---------- GIVEN RECORDS ----------

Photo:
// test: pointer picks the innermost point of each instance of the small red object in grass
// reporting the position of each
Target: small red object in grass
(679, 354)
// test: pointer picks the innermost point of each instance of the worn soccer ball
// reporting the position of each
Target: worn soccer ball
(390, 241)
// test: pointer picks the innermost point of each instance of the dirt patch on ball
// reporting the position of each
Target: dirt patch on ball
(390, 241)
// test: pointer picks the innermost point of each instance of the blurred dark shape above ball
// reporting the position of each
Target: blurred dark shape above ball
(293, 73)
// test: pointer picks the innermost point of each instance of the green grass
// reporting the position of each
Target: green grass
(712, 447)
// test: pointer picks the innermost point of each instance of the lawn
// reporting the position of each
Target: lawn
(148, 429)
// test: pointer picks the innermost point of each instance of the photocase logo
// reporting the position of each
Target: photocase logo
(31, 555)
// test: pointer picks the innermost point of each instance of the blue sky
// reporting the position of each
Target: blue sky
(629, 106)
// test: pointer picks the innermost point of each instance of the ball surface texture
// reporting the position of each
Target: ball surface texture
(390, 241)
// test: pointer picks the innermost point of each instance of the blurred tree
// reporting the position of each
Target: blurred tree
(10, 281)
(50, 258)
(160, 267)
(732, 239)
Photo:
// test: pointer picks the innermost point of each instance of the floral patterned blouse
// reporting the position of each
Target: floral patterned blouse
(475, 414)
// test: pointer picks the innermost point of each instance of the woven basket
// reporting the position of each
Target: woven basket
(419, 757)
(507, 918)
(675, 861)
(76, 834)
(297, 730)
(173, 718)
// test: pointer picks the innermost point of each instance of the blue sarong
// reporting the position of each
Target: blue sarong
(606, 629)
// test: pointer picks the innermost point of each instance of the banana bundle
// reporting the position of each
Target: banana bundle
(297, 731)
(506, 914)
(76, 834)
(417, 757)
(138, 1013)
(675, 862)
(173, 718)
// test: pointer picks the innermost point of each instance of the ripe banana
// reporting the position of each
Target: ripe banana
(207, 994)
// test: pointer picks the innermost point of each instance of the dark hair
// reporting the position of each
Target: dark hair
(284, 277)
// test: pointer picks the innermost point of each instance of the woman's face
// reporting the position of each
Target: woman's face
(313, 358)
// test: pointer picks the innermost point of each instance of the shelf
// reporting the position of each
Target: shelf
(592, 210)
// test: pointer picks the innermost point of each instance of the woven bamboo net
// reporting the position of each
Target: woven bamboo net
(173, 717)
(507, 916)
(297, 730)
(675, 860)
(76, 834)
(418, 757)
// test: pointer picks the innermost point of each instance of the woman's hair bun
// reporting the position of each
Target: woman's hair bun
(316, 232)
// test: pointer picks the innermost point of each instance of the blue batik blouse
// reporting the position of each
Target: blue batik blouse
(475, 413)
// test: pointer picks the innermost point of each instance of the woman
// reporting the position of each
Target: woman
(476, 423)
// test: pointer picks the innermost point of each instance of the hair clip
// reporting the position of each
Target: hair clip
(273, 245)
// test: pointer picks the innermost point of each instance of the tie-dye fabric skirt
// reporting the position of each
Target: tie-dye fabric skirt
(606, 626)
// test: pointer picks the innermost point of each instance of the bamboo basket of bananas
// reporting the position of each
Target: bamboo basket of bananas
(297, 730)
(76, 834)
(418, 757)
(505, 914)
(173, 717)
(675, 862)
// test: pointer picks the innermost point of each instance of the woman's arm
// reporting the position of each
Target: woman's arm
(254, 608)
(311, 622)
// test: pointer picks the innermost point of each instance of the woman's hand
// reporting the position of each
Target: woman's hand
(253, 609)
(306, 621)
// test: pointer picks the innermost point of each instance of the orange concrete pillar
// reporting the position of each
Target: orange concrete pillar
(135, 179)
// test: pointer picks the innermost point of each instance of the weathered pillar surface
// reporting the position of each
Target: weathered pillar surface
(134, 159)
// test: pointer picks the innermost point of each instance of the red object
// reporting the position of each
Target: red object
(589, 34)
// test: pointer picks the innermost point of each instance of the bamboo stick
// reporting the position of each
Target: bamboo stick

----------

Find the lines above with the word "stick". Copy them out.

// test: pointer picks the innermost point of each instance of the bamboo stick
Target: bamboo stick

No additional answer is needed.